▸ WHAT IS EXPECTED
Only lines containing "Where" belong in the answer, each copied from the entries below.

▸ MATERIAL FOR THIS TASK
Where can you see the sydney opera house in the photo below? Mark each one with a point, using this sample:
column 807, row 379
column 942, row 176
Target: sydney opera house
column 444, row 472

---

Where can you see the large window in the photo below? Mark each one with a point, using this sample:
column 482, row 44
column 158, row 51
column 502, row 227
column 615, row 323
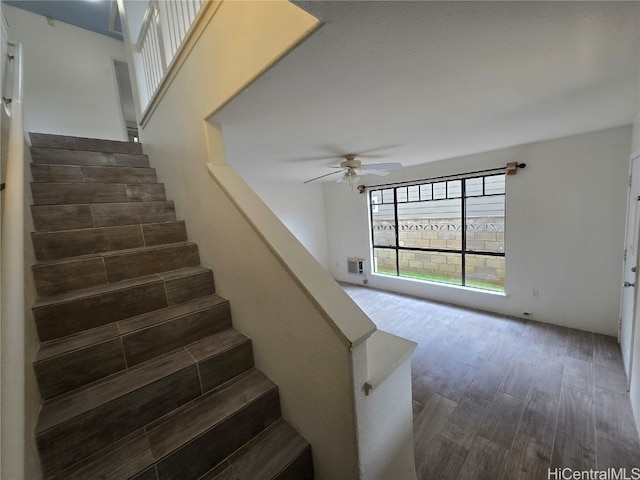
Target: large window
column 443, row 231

▸ TASK RESPONSE
Where can you see the sydney opera house in the photo below? Mark each one with a point, using this sample:
Where can you see the large window in the photo below? Mark each one with a point, using this sample:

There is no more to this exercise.